## TEXT SECTION
╭──

Unfortunately, not such thing has taken place, with the only fundraising effort of note being the annual celebrity-studded museum gala. Deitch has made himself conspicuous on the local party circuit, fulfilling every New Yorker clichés about Hollywood superficiality[vii], while going on the record about his own difficulties in his new role as a fundraiser[viii].
Recent press releases celebrating the underwriting of two exhibitions by corporate sponsors tend to highlight his inexperience in museum matters; as they underscore the absence of personal support by the museum board members in financing specific museum projects.
Much have been said in local and national medias about the celebrity-driven, corporate-funded exhibitions insisted upon by Deitch at MOCA, many prominent bloggers and critics adamantly decrying the evident lack of critical scholarship generated by the museum, while MOCA’s PR played the populist card by revealing the record attendance for its Art In The Streets exhibition[ix]. While many in the local and national art community rightly point out that this type of demagogic exhibition damage the international critical reputation of the museum to the point serious art collectors might balk at promising gifts to the permanent collection, the most pressing concerns expressed locally is the fear of the demise of a museum that was once an international reference for contemporary art, at a time when Los Angeles art is more than ever being celebrated abroad.
The memory of the failure of the Pasadena Art Museum, once a leading US contemporary art institution that staged the very first Duchamp retrospective, and its ignominious end due to massive debts, followed by its takeover by financier Norton Simon, is still haunting the community. Many see parallels between this sad precedent and the current climate, as Eli Broad is currently building his own private museum right across from MOCA. Fears have been expressed that should MOCA go financially bankrupt, Broad might repeat history by taking over its collection and its assets for the benefit of his own museum. These speculations are a bit spurious, as such a move would no doubt launch a federal investigation into possible conflicts of interest -Broad is a MOCA trustee – but they nonetheless underscore the anxiety felt within the community, helplessly witnessing the precipitous decline of what was our crown jewel, the pride of the Los Angeles art community.
History doesn’t necessarily have to repeat itself as a tragedy nor as farce, but precedents should come as a warning to MOCA’s Board of Trustees whose members, no doubt, chose to join to ascertain the importance of knowledge, education, aesthetic and scholarship in contemporary art, as well as establishing their own philanthropic legacy. It is unimaginable to see this legacy tainted by a lack of financial involvement that could lead to catastrophic failure, as it is incredible for us all to witness the intellectual and aesthetic values of the museum sliding into pure entertainment. After all, Southern California already has Disneyland, there is no need for MOCA to morph itself into an amusement park just to get numbers through the doors, churning in one-time visitors who might never come back to look at serious art.

╰──

(Records held in a dataset)
╭──

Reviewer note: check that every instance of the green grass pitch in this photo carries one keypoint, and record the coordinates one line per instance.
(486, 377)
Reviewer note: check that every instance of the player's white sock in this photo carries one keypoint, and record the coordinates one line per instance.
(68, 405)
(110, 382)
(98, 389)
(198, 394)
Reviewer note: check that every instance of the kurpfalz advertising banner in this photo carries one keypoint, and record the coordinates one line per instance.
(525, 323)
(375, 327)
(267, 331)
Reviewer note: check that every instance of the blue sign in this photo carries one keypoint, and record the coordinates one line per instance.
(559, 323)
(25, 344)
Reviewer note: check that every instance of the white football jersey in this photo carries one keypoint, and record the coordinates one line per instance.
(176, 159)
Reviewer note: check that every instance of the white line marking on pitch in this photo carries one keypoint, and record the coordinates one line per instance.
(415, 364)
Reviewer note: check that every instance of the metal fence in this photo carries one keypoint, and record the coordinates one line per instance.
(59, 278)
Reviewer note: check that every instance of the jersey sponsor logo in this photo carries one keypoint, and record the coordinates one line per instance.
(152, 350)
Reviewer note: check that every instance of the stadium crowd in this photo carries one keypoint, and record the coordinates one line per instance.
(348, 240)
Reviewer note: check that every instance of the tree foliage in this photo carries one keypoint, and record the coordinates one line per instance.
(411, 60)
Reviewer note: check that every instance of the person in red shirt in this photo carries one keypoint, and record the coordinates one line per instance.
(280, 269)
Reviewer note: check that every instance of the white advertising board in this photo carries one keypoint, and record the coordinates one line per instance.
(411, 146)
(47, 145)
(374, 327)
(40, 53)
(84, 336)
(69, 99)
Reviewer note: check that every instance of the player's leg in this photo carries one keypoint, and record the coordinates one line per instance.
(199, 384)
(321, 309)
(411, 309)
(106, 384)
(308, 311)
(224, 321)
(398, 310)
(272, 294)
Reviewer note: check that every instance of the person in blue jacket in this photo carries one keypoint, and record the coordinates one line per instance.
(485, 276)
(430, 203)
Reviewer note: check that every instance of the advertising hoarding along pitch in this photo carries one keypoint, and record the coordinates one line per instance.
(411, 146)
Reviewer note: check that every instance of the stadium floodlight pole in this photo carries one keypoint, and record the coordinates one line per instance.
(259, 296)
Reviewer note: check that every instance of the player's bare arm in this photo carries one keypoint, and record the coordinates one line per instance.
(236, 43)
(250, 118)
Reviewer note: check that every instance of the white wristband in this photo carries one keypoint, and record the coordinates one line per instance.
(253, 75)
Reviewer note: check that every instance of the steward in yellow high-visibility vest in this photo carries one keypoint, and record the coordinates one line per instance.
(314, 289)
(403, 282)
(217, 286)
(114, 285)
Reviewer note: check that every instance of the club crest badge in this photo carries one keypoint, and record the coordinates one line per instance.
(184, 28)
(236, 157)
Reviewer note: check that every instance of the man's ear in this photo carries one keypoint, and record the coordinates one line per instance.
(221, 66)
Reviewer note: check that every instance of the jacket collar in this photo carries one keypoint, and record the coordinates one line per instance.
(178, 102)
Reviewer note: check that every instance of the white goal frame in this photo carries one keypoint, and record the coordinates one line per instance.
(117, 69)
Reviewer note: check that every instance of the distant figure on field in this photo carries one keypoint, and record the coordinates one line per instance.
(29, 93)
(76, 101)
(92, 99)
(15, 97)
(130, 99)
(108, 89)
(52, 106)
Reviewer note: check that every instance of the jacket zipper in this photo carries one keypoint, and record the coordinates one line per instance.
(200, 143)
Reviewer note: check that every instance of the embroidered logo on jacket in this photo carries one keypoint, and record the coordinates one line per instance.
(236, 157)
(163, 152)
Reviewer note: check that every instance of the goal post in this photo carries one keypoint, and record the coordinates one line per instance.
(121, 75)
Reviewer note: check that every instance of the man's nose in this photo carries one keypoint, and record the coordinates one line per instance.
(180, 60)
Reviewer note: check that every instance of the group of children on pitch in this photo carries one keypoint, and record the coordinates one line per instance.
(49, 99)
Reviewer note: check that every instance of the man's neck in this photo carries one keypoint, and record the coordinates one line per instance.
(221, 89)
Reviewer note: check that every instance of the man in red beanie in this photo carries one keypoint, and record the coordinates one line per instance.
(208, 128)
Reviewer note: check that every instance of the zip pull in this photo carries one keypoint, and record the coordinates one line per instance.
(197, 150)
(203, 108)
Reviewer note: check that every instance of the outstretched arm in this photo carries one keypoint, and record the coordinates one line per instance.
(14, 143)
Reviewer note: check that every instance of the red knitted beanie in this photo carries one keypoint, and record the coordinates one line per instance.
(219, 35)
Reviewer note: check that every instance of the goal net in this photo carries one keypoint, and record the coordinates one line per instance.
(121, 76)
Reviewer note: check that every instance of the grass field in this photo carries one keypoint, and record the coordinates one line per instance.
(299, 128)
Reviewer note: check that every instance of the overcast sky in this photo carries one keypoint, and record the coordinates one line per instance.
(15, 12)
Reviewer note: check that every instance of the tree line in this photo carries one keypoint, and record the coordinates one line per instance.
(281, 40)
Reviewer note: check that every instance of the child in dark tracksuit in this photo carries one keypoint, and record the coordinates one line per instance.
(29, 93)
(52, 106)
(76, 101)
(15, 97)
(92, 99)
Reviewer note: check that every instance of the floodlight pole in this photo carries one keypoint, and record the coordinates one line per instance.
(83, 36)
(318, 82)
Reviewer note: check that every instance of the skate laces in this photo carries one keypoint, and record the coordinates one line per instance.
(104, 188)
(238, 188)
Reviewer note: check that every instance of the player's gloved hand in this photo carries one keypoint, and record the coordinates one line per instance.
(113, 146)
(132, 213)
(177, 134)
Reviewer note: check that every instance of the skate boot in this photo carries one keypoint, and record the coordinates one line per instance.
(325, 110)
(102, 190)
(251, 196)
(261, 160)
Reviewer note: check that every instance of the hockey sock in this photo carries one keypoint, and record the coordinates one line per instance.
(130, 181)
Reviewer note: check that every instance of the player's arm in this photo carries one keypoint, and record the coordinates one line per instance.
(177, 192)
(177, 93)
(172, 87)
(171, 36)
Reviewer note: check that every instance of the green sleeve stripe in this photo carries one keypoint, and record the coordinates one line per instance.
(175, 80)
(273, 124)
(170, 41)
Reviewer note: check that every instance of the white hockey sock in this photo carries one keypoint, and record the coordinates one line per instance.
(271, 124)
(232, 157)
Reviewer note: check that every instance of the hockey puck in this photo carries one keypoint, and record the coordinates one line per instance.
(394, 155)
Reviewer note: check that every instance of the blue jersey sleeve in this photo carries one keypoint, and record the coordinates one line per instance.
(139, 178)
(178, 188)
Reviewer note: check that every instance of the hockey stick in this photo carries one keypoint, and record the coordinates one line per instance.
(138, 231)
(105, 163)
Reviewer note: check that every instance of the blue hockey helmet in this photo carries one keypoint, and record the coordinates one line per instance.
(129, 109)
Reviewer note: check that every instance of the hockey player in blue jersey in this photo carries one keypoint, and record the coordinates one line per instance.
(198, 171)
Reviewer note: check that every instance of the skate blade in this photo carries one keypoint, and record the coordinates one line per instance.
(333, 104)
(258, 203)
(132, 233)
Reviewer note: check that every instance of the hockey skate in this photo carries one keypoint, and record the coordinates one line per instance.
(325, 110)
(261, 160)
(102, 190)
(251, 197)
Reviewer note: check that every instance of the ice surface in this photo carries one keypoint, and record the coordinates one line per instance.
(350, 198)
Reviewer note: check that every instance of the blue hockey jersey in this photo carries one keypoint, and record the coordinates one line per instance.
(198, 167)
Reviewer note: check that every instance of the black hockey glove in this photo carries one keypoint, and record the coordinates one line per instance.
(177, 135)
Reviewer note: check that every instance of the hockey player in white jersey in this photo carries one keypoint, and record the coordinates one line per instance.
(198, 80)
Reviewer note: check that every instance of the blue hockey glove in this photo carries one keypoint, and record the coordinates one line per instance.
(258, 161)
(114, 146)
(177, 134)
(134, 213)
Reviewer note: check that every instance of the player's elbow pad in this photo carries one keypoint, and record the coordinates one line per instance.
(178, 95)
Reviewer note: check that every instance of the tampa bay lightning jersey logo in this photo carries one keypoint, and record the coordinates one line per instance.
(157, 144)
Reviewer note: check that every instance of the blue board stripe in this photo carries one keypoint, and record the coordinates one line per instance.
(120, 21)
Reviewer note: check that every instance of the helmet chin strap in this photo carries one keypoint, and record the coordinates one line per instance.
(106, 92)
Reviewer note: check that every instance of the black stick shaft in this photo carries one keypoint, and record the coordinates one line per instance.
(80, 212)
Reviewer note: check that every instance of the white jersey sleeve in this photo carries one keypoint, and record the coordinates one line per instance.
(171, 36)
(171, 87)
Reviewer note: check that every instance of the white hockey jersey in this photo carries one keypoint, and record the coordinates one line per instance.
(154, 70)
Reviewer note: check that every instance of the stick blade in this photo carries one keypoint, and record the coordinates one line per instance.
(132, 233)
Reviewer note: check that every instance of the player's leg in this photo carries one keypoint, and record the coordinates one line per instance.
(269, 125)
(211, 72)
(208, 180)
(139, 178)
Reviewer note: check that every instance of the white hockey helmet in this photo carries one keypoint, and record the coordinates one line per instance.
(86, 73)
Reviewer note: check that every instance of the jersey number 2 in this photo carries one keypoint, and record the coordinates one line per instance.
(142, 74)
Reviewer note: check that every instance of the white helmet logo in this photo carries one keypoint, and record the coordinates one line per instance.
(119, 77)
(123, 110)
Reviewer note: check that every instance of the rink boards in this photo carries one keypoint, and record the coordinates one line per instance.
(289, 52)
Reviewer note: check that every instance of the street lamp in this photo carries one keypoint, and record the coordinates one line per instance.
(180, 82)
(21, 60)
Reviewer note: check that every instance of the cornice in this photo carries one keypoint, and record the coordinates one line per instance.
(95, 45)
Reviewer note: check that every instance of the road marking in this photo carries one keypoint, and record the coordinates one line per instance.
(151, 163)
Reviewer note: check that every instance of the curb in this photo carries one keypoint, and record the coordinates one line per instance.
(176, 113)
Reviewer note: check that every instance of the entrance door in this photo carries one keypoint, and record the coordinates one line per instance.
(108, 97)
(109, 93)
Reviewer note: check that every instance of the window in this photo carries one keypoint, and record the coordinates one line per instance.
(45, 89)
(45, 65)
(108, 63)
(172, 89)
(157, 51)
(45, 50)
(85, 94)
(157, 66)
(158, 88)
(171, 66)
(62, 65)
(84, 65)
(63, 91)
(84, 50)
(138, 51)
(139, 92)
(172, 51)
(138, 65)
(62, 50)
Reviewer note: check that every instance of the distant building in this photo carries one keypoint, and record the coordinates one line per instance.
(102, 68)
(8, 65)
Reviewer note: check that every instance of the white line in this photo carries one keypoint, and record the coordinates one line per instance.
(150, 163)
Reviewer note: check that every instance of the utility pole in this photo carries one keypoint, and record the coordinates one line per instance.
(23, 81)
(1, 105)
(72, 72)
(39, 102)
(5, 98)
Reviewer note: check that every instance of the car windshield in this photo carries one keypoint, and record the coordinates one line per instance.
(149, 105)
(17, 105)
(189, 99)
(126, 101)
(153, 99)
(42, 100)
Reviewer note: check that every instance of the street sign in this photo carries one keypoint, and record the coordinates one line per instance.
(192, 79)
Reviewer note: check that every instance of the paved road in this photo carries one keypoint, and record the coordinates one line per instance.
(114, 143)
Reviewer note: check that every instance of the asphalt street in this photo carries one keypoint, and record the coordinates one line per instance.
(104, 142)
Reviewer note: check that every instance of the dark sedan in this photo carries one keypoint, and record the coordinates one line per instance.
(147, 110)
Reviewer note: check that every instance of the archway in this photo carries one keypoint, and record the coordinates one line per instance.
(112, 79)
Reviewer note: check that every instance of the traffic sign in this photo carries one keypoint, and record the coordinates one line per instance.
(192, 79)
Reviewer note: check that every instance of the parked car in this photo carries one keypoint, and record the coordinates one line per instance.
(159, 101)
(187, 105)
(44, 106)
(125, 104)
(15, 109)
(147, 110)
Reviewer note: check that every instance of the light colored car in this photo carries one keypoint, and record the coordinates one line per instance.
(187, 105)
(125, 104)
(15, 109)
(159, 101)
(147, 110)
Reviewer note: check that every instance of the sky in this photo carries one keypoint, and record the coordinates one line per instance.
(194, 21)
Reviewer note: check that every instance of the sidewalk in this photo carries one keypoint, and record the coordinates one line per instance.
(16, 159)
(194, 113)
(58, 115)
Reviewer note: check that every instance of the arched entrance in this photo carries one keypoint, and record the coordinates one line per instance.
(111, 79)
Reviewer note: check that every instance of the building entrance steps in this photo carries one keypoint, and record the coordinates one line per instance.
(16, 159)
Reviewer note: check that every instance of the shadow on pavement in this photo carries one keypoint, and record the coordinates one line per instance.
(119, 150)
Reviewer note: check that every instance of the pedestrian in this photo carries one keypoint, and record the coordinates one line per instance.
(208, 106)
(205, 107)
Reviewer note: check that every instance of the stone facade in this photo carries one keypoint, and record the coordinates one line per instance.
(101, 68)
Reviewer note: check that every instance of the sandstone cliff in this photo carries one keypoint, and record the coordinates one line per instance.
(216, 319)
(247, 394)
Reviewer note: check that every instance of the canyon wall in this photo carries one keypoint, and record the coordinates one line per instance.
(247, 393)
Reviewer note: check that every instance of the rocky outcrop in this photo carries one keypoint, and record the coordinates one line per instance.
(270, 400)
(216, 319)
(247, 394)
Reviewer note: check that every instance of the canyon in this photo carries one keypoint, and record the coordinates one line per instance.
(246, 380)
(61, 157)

╰──

## EXERCISE REQUIREMENTS
Edit the text on MOCA between "Recent press releases" and "specific museum projects.", inclusive, replacing "corporate sponsors" with "private donors".

## SOLUTION TO THIS EXERCISE
Recent press releases celebrating the underwriting of two exhibitions by private donors tend to highlight his inexperience in museum matters; as they underscore the absence of personal support by the museum board members in financing specific museum projects.